[Entries taken from a collection]
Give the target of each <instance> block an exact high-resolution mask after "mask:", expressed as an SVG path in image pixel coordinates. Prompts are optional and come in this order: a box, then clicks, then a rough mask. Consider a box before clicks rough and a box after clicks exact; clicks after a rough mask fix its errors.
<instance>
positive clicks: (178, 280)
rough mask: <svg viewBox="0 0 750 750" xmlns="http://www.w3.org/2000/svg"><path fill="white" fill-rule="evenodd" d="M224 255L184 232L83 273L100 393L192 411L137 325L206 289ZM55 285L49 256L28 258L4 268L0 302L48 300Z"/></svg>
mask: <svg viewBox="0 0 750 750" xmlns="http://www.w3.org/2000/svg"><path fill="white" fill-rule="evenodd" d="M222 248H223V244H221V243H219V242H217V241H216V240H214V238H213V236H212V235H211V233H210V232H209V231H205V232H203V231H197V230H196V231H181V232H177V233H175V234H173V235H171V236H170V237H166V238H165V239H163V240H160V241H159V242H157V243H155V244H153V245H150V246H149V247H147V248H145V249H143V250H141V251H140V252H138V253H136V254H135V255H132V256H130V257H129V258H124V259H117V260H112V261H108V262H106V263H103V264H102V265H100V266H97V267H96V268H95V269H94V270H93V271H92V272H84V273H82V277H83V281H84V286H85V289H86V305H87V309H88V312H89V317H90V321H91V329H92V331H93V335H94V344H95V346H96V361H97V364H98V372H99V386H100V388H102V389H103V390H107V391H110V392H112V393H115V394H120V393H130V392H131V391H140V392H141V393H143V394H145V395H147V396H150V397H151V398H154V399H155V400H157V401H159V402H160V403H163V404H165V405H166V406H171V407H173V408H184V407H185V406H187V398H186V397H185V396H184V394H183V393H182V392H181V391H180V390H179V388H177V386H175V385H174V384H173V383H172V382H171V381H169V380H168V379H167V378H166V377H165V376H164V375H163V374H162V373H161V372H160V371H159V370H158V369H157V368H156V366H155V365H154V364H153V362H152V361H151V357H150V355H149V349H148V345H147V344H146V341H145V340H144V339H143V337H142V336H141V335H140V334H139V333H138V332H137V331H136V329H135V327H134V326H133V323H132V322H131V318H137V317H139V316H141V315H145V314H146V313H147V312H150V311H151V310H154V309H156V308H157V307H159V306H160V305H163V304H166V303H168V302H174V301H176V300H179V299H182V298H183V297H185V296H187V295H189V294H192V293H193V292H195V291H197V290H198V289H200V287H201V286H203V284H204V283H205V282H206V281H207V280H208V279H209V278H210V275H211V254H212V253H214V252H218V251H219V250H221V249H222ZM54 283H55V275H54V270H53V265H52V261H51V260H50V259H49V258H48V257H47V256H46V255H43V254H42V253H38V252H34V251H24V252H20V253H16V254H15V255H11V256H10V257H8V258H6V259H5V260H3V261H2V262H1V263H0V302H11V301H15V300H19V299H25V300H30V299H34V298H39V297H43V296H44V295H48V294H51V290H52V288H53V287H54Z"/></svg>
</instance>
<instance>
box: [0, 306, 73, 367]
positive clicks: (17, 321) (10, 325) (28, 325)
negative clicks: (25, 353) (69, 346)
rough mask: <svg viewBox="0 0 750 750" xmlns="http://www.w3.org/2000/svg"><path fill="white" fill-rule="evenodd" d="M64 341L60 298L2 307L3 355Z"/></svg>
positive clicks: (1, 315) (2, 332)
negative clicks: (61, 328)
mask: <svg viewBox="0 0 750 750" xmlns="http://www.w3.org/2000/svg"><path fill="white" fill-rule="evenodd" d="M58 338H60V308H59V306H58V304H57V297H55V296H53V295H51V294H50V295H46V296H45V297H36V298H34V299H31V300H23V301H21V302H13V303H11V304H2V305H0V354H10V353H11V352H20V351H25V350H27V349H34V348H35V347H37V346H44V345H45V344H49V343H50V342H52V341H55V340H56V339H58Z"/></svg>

■ **Exercise**
Go through the data above and find the lines with the word "instance". Copy each of those lines.

■ **Task solution**
Give the target of each <instance> block an exact high-resolution mask after "mask:", expressed as an SVG path in image pixel coordinates. Prompts are optional and come in this order: a box, then clicks, then a rough mask. Consider a box before clicks rough and a box after clicks exact; clicks after a rough mask fix its errors.
<instance>
</instance>
<instance>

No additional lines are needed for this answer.